### RECORDS PROVIDED

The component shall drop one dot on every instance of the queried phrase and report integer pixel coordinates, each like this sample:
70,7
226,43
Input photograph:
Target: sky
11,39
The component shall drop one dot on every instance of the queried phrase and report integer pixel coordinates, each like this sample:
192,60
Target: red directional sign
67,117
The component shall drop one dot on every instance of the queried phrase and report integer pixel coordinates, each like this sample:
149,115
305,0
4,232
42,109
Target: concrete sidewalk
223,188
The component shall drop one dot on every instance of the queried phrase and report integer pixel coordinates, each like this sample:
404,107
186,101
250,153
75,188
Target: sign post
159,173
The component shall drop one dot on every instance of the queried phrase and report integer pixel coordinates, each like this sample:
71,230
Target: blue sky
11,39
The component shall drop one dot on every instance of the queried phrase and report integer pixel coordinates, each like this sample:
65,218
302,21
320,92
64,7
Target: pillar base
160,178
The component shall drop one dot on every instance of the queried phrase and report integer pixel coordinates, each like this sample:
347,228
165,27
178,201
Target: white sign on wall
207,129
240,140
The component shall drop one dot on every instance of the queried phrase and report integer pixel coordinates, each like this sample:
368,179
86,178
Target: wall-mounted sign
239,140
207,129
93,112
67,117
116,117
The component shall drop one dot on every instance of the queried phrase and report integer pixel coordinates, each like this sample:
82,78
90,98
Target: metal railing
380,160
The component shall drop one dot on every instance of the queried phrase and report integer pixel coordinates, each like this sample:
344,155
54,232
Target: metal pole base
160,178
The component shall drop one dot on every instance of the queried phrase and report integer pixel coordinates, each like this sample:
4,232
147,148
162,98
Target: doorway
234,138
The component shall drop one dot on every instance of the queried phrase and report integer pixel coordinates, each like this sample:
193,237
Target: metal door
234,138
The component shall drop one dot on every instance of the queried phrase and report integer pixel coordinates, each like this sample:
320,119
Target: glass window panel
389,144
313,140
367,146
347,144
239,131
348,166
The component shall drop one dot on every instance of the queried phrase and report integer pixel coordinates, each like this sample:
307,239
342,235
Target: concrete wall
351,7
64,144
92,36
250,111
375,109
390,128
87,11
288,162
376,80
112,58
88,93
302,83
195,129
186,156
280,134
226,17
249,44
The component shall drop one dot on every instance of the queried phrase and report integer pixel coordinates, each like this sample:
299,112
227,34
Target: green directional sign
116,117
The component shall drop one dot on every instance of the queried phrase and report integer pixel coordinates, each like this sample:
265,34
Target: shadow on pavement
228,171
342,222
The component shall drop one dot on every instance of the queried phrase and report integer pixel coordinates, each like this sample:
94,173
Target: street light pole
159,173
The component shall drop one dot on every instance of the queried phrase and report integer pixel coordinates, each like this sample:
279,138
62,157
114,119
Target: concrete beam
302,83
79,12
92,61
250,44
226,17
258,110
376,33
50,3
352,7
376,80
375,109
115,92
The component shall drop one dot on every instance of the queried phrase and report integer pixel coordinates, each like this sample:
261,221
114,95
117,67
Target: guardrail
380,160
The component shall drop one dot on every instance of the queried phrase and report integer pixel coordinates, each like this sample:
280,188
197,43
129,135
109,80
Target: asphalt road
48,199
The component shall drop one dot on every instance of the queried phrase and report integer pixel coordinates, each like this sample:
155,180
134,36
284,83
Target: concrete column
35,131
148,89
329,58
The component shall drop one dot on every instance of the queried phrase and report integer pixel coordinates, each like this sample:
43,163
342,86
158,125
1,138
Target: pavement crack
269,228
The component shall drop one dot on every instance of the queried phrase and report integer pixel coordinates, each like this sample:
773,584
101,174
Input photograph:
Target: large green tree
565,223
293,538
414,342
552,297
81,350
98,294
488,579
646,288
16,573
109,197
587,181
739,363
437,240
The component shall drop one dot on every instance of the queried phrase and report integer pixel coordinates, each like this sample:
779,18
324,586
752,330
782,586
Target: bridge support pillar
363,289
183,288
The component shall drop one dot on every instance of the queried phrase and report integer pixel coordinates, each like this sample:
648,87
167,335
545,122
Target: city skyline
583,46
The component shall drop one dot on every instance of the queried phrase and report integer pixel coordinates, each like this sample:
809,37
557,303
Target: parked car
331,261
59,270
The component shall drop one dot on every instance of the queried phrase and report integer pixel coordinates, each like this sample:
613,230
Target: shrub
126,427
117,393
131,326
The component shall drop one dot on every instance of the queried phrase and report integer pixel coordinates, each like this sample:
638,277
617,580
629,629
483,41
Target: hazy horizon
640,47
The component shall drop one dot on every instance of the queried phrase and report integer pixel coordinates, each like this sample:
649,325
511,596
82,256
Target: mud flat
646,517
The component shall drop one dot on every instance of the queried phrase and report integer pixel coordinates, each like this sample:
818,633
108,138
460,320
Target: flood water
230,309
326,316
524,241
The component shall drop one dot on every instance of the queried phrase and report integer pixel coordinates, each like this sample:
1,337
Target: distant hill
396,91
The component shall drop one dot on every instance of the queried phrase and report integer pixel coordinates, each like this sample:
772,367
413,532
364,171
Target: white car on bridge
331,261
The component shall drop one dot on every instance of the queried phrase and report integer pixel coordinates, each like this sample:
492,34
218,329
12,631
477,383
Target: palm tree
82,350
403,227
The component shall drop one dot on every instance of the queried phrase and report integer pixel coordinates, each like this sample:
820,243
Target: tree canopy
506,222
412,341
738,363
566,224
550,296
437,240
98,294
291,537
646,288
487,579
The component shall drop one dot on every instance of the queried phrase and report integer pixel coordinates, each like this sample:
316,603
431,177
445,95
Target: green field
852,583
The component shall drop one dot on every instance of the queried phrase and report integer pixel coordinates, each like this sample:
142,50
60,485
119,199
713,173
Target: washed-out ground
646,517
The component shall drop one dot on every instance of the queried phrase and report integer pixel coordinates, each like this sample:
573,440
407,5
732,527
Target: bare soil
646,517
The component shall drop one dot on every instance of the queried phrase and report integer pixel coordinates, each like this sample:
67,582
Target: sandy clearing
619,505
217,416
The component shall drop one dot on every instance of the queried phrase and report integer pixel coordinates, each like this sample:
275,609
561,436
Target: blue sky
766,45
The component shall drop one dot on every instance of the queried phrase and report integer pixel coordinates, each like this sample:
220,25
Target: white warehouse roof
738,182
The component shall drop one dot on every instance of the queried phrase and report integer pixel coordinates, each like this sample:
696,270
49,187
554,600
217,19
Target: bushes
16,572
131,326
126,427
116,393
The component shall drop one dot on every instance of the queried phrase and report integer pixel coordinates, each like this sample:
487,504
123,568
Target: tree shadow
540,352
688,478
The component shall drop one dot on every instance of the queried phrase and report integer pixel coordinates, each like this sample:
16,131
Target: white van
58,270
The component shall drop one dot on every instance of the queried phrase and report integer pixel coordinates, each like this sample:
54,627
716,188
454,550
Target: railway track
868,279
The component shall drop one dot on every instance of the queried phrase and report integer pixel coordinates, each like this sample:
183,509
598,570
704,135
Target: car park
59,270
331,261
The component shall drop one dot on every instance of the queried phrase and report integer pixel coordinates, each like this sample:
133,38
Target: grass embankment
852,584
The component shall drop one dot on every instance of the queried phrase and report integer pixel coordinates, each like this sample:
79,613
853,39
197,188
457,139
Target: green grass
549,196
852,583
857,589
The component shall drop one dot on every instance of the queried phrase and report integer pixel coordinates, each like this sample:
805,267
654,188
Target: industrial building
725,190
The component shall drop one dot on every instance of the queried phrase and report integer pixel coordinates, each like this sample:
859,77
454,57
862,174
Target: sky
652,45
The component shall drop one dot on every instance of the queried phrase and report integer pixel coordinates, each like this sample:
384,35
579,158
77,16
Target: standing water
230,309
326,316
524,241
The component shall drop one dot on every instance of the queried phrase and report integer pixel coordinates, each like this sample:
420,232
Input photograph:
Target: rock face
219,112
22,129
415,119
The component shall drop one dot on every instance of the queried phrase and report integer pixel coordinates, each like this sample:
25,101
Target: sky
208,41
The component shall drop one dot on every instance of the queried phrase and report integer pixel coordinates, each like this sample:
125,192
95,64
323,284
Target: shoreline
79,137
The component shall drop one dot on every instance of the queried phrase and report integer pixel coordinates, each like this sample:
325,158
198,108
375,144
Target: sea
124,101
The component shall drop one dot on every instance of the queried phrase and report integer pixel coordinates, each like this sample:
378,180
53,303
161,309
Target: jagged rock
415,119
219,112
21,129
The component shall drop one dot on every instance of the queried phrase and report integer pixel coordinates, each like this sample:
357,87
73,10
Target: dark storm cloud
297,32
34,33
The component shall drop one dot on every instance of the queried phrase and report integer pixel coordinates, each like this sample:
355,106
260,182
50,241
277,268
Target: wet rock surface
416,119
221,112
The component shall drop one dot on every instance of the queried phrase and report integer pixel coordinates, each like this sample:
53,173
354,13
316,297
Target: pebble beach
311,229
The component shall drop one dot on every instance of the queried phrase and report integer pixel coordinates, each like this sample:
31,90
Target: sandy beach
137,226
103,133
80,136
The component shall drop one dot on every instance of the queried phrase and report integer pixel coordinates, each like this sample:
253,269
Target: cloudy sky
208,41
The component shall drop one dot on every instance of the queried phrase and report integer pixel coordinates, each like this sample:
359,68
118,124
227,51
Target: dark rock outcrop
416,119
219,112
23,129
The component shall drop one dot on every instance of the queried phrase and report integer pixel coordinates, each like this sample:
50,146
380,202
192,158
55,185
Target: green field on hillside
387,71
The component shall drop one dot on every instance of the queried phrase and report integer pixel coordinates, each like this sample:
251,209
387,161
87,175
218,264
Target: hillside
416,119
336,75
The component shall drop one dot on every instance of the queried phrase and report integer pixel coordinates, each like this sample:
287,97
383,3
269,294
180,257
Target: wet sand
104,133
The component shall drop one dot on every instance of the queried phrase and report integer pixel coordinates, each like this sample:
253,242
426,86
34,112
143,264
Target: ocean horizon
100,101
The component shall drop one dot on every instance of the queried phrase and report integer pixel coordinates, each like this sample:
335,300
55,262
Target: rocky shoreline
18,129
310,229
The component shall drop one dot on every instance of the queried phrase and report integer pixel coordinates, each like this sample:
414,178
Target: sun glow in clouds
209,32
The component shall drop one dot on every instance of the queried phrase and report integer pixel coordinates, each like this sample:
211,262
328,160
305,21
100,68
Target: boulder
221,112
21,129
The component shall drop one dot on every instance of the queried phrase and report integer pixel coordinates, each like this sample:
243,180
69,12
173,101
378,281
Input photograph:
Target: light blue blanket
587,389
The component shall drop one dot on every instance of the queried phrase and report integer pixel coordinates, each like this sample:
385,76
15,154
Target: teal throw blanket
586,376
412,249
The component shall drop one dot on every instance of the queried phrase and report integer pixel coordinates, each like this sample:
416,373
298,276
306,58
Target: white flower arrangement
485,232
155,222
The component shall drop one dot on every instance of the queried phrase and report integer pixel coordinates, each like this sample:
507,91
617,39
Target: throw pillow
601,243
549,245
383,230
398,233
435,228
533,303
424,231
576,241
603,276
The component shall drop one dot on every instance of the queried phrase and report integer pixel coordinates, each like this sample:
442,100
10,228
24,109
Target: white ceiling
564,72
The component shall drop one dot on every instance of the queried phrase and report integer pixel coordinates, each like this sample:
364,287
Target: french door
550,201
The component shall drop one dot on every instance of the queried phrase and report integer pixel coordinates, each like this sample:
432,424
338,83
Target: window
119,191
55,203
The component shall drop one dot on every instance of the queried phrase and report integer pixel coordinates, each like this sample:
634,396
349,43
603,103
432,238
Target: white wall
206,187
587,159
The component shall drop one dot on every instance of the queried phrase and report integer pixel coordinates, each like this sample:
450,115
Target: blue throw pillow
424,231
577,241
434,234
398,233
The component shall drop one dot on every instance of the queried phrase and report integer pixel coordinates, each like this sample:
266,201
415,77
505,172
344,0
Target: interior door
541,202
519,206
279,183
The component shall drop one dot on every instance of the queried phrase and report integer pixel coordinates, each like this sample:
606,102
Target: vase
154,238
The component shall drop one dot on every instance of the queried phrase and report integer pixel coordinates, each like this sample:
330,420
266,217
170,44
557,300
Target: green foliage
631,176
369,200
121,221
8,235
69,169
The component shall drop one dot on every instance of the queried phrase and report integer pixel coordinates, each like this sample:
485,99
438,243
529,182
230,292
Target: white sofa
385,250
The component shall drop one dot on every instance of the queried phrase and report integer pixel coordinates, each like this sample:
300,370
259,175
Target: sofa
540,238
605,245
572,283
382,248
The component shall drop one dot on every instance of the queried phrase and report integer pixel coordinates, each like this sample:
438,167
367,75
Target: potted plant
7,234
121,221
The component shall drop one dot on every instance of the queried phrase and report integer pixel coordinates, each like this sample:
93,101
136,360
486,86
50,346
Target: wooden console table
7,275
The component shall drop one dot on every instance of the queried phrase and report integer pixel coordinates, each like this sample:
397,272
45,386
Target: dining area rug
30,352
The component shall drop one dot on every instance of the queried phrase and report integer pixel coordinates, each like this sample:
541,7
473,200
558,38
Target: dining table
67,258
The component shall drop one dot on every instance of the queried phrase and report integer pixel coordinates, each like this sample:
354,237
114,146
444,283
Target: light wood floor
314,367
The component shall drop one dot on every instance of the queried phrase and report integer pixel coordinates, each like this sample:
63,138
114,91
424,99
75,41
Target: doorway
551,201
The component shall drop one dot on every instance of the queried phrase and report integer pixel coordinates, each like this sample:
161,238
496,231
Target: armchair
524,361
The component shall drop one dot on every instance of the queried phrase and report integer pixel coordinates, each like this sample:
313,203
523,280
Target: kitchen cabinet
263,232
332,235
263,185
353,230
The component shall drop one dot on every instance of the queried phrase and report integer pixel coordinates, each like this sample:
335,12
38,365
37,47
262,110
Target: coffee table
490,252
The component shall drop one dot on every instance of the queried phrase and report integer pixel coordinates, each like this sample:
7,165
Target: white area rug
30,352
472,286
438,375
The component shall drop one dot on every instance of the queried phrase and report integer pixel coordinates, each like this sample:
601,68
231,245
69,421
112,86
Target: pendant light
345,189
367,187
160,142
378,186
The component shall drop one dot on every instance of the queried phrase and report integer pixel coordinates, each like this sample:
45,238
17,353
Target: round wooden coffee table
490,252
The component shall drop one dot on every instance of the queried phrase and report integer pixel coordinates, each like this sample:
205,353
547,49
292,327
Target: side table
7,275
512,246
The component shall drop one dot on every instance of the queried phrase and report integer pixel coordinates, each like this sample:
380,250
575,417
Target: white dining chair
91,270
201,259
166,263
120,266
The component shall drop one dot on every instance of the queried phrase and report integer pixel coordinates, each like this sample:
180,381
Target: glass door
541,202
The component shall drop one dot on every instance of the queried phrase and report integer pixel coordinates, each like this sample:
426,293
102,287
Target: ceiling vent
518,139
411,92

######

**WHAT IS NEEDED**. How many of the lines above contain the string "light"? Reply with the number alone.

**REPLY**. 4